Thought Leader Presented by Serendipity Labs Inc

Where Flex Fits in the Return to the Office

With pandemic uncertainty, businesses and property owners plan for flexibility.

There’s something that commercial office building owners and businesses have in common: the question of how, and when, people go back to the office.

“There has always been distributed work and remote work,” says John Arenas, CEO and chairman of Serendipity Labs. “There were ways of supporting mobility and attracting top talent by giving them flexibility. What the pandemic did was accelerate that shift, forcing businesses to give more employees ways to work remotely.”

The pandemic brought opportunities, with companies negotiating leases arrangement with shorter terms, flexibility to exit, use of less space, and support drop-in availability for employees. “The next step in the continuum is to create a plan of hybrid work which includes having a core main office and then flexible policies around remote work,” Arenas says. A set of responses gives companies the chance to work more effectively with better control of lease costs.

▶ **Task to complete**
List every lease arrangement that, according to the article on flex space and the return to the office, companies negotiated during the pandemic. The material after this point has no connection to the article on flex space and the return to the office.

▶ **Data shown**

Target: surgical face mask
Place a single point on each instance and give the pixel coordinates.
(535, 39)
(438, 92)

▶ **Output of the exercise**
- Shorter terms
- Flexibility to exit
- Use of less space
- Support for drop-in availability for employees